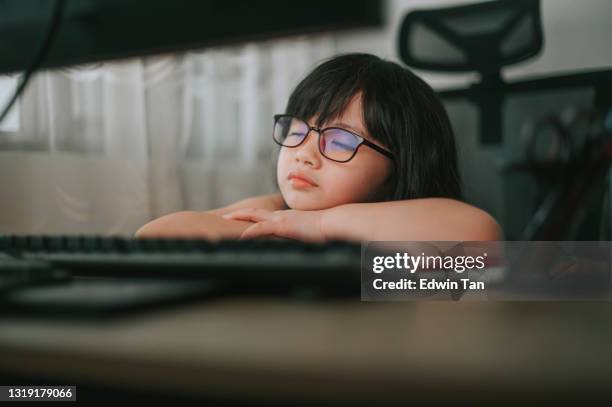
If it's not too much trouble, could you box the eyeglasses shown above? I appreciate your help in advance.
[272,114,393,163]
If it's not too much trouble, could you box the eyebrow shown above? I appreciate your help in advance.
[326,122,368,138]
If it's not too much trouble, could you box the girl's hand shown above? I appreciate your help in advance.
[222,208,325,242]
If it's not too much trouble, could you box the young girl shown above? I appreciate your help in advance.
[136,54,501,242]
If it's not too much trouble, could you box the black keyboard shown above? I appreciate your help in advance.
[0,235,361,292]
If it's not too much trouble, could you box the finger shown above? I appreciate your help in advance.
[240,221,275,240]
[221,208,269,222]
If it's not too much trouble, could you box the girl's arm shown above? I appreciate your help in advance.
[321,198,502,241]
[134,193,284,240]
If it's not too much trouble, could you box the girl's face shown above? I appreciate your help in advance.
[276,94,392,210]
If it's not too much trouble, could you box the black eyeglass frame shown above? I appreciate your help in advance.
[272,114,395,163]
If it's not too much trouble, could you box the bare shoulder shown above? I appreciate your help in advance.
[439,198,503,241]
[204,192,285,216]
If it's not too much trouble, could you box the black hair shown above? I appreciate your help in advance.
[286,53,461,201]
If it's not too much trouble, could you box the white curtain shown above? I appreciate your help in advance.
[0,36,335,235]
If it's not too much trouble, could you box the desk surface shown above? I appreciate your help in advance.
[0,298,612,403]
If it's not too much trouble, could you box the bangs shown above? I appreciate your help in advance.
[286,55,391,145]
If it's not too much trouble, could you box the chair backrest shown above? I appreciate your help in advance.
[398,0,543,81]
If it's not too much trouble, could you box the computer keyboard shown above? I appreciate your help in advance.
[0,235,361,292]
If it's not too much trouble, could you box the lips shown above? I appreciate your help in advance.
[287,171,318,187]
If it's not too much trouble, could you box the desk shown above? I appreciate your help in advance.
[0,298,612,405]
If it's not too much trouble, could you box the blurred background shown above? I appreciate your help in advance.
[0,0,612,240]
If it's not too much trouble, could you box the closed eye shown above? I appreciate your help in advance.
[332,140,355,151]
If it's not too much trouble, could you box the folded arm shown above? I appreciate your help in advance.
[134,194,283,240]
[321,198,502,241]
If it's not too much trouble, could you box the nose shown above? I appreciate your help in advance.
[295,130,321,168]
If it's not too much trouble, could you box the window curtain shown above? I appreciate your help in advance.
[0,35,335,235]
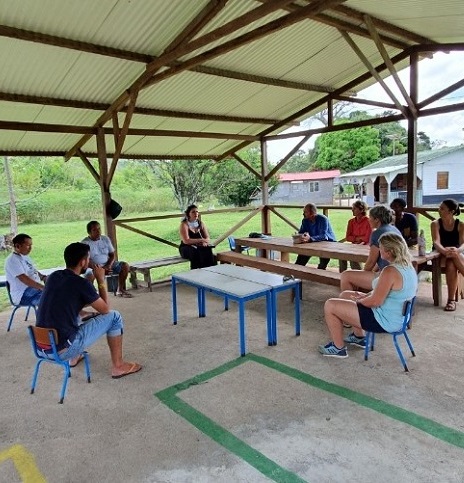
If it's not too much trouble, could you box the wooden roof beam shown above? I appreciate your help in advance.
[0,25,153,64]
[331,94,396,109]
[258,0,409,50]
[417,79,464,109]
[189,65,348,93]
[143,0,345,88]
[363,15,417,119]
[0,92,278,124]
[0,121,259,142]
[340,30,408,119]
[331,5,436,44]
[65,0,298,159]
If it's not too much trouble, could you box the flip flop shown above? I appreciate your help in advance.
[443,300,456,312]
[69,354,84,367]
[111,362,142,379]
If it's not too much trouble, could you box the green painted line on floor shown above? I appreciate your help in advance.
[155,353,464,483]
[248,354,464,448]
[163,396,306,483]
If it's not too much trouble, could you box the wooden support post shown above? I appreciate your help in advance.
[97,127,118,257]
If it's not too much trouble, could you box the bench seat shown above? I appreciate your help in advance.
[129,256,188,292]
[216,252,341,287]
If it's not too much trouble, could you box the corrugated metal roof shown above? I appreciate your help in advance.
[340,146,464,178]
[279,169,340,181]
[0,0,464,157]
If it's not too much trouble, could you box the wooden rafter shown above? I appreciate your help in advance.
[232,153,261,178]
[188,65,342,93]
[0,92,278,124]
[144,0,345,87]
[331,5,436,44]
[364,15,417,119]
[65,0,296,159]
[340,30,408,118]
[266,135,311,181]
[332,94,396,109]
[0,121,259,142]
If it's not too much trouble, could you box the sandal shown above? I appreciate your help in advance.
[443,300,456,312]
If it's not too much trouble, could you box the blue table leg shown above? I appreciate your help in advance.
[295,283,301,335]
[238,300,246,357]
[266,290,277,345]
[171,278,177,325]
[197,287,206,317]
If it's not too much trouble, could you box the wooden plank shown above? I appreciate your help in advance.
[216,252,340,287]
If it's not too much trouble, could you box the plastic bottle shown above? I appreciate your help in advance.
[417,230,425,257]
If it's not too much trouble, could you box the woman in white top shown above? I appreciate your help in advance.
[319,232,417,357]
[179,205,216,269]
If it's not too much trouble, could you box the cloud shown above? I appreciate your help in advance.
[268,52,464,163]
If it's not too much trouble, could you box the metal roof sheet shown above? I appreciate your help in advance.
[0,0,464,161]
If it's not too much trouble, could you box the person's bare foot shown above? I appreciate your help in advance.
[111,362,142,379]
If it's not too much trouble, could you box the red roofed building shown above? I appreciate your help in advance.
[269,169,340,205]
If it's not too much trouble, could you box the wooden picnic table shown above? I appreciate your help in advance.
[235,236,442,306]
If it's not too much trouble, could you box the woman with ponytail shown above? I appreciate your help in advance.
[431,199,464,312]
[179,205,216,269]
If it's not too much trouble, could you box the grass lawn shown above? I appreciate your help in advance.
[0,204,431,307]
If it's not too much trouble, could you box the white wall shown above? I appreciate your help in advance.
[422,150,464,197]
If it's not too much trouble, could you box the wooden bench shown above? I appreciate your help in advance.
[129,256,188,292]
[216,252,341,287]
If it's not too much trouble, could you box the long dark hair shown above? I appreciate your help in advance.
[442,198,464,216]
[182,205,201,224]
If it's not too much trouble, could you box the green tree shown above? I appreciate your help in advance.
[314,120,380,172]
[153,160,216,211]
[216,148,278,206]
[280,149,314,173]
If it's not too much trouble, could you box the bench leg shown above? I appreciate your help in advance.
[143,269,152,292]
[129,270,138,289]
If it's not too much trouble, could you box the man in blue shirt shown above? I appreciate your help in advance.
[295,203,336,270]
[390,198,419,247]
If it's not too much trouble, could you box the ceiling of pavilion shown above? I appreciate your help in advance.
[0,0,464,163]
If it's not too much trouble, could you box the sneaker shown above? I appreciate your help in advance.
[319,342,348,359]
[343,332,366,349]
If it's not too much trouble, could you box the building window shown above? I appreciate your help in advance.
[437,171,449,190]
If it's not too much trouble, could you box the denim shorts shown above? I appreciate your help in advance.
[60,310,124,361]
[19,287,42,305]
[356,304,386,334]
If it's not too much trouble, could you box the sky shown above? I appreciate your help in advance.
[268,52,464,164]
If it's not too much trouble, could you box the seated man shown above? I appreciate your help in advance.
[5,233,47,305]
[390,198,419,247]
[37,243,142,379]
[295,203,335,270]
[82,221,132,298]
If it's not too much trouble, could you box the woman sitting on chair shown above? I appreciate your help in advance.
[340,205,401,292]
[430,199,464,312]
[338,200,372,273]
[319,233,417,358]
[179,205,216,269]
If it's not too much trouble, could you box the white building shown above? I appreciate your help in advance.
[340,145,464,206]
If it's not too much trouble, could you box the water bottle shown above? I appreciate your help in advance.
[417,230,425,257]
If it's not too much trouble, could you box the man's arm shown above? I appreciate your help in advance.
[16,273,45,290]
[311,217,330,241]
[90,265,110,306]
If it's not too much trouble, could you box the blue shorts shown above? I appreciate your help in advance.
[19,287,42,305]
[60,310,124,361]
[356,303,387,334]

• • •

Reproduce every entry above word for word, leaving out the pictures.

If it's not too much trouble, could you box the eyeglasses shown above? I appreciate your help in advance.
[272,114,393,163]
If it's not too much trouble, could you box the eyebrow shown above? I appreciate your help in advance.
[326,122,368,138]
If it's not too much trouble, could you box the girl's hand shown above? I appreciate your help in advance.
[222,208,325,242]
If it's not too much trouble, could you box the young girl shown above? I appreciate your help in advance.
[136,54,501,242]
If it's not too much trouble, could you box the black keyboard shown above? I appreciate your help in advance.
[0,235,361,292]
If it's not too much trouble, could you box the finger shown above? I appreciate your help in advance.
[240,221,275,240]
[221,208,269,222]
If it's not too much trouble, could you box the girl's arm shown above? I appreciate your help in advance.
[321,198,502,241]
[134,193,284,240]
If it's not too much trouble, could you box the girl's face shown above? I appreciate your help in advance.
[276,94,392,210]
If it's not too much trouble, could you box the black eyeglass frame shown above? I appreciate your help in advance.
[272,114,395,163]
If it's not too much trouble, could you box the bare shoulder shown above? I appreciate your help in advance.
[439,198,503,241]
[204,192,285,216]
If it's not too much trouble, could you box the black hair shown above? I appreciate your help in advance.
[286,53,461,201]
If it's not too much trouble, could you box the white curtain shown above? I appreciate your help in advance.
[0,36,335,235]
If it's not too much trouble, could you box the desk surface shown above? I appreciate your help in advance.
[0,298,612,403]
If it's not too much trouble, could you box the bangs shown above? I appreciate your help in advance.
[286,55,391,145]
If it's not too much trouble, could you box the chair backrest shown above? I appreciate your help in advance.
[398,0,543,81]
If it's not too much trouble, could you box the computer keyboard shown above? I appreciate your help in advance.
[0,235,361,292]
If it's not too much trouble, could you box the lips shown above? I appreciate your help in advance.
[287,171,318,187]
If it's not too much trouble, could you box the desk shown above? I appreciate your help in advance.
[0,298,612,405]
If it's not too much trouble, could you box the blurred background shown above? I appreciate your help in advance.
[0,0,612,240]
If it's not too much trouble, could you box the closed eye shown above? I appreciate your help in advance.
[332,140,355,151]
If it's not too much trouble, could you box the folded arm shown above? I appreciate your help in advance.
[134,194,283,240]
[321,198,502,241]
If it's not too much trouble, could you box the nose shown above? I appreciate your help in advance.
[295,130,321,168]
If it's not too much trouble, could you box the window curtain shown above? I appreciate your help in advance.
[0,35,335,235]
If it's not too much trouble, could you box the wooden roof beam shown above? I appreciate your help in advance.
[0,25,153,64]
[331,94,396,109]
[258,0,409,50]
[417,79,464,109]
[189,65,348,93]
[143,0,345,88]
[363,15,417,119]
[0,92,278,124]
[0,121,259,142]
[340,30,408,119]
[331,5,436,44]
[65,0,298,159]
If it's not too much trouble, could you box the flip flop shown above? I appreciate your help in advance.
[443,300,456,312]
[69,354,84,367]
[111,362,142,379]
If it's not too much trouble, could you box the green painted line on floor shown above? I appreciate your help in advance.
[155,353,464,483]
[248,354,464,448]
[163,396,306,483]
If it's not too much trouble, could you box the wooden support post shown above? I appreciate your help in advance.
[97,127,118,257]
If it's not too much trouble, could you box the bench seat shown above? I appreciate your help in advance.
[129,256,188,292]
[216,252,341,287]
If it's not too much trouble, could you box the corrugated metal roof shown above? I appreciate your help in advance.
[340,146,464,178]
[279,169,340,181]
[0,0,464,157]
If it's not too much trouble, could you box the wooden rafter shown above? I appreciate your help in advance.
[232,153,261,178]
[188,65,342,93]
[0,92,278,124]
[144,0,345,87]
[331,5,436,44]
[364,15,417,119]
[65,0,296,159]
[340,30,408,118]
[266,135,311,181]
[332,94,396,109]
[0,121,259,142]
If it's not too much trouble, could you box the sandal shown above? I appreciate your help in advance.
[443,300,456,312]
If it's not too much trouble, could you box the blue table leg shown above? I appreciate your help in advance.
[295,283,301,335]
[238,300,246,357]
[266,290,277,345]
[171,278,177,325]
[197,287,206,317]
If it's not too much trouble, could you box the wooden plank shown above? I appreciate your help in advance.
[216,252,340,287]
If it's not too much trouble, could you box the plastic bottle shown above? I appreciate your help in advance.
[417,230,425,257]
If it's not too much trouble, could you box the woman in white top shown above? I appreciate your help in advance.
[319,232,417,357]
[179,205,216,269]
If it's not too much trouble, could you box the cloud shown above? I appreciate your help in advance.
[268,52,464,163]
If it's not too much trouble, could you box the metal roof sheet shown above? I appreciate your help in advance.
[0,0,464,161]
If it's not too much trouble, could you box the person's bare foot shown above? I appreciate your help in advance.
[111,362,142,379]
If it's not too much trouble, could you box the red roofed building shown above? I appreciate your help in advance.
[269,169,340,205]
If it's not too much trouble, could you box the wooden picnic table shown above? I appreciate your help in advance.
[235,236,442,306]
If it's not too much trouble, could you box the woman with ponytail shown above? I appreciate your help in advance.
[431,199,464,312]
[179,205,216,269]
If it's not too much trouble, could you box the grass lawn shown above? I appreciate your help in advance.
[0,204,431,307]
If it's not too much trouble, could you box the white wall shown above? I appreciate your help in advance.
[422,150,464,197]
If it's not too much trouble, could you box the wooden bench shown above? I appreciate your help in advance.
[129,256,188,292]
[216,252,341,287]
If it's not too much trouble, could you box the long dark hair shown above? I appreciate your help in advance.
[442,198,464,216]
[182,205,201,224]
If it's not too much trouble, could you box the green tree shown above? I appreciate your help in advance.
[314,120,380,172]
[153,160,216,211]
[216,148,278,206]
[280,149,314,173]
If it's not too much trouble, could you box the bench leg shown above? I appreciate your help in advance.
[143,269,152,292]
[129,270,138,289]
If it's not too much trouble, could you box the man in blue shirt shown above? I appreciate your help in advance.
[295,203,336,270]
[390,198,419,247]
If it's not too much trouble, could you box the ceiling of pavilion shown above? I appreciate your help in advance.
[0,0,464,163]
If it's not too much trouble, could you box the sneaker shown above? I appreciate your help in advance.
[319,342,348,359]
[343,332,366,349]
If it's not too much trouble, could you box the building window shown above? I appreciate your help in advance.
[437,171,449,190]
If it's not too much trouble, could you box the denim shorts shown above? I appreciate your help in advance.
[60,310,124,361]
[19,287,42,305]
[356,304,386,334]
If it's not too much trouble, could you box the sky shown above? I appreciate your help in advance.
[268,52,464,164]
If it's not too much trouble, could you box the seated man shown above? I appreciate your help in advance.
[5,233,47,305]
[390,198,419,247]
[37,243,142,379]
[295,203,335,270]
[82,221,132,298]
If it's not too much trouble, could you box the woman sitting on chair shown above? I appreciate your help in advance.
[340,205,401,292]
[430,199,464,312]
[338,200,372,273]
[319,233,417,358]
[179,205,216,269]
If it's not too much trouble, could you box the white building shown above? I appreciate your help in advance.
[340,145,464,206]
If it's not too much trouble, could you box the water bottle shown above? I appreciate your help in advance.
[417,230,425,257]
If it's not too much trouble, could you box the man's arm shown above? I appreciate your help in advance.
[16,273,45,290]
[311,217,330,241]
[90,265,110,306]
If it's not too much trouble, could you box the blue shorts shown above? I appreciate your help in advance.
[19,287,42,305]
[60,310,124,361]
[356,303,387,334]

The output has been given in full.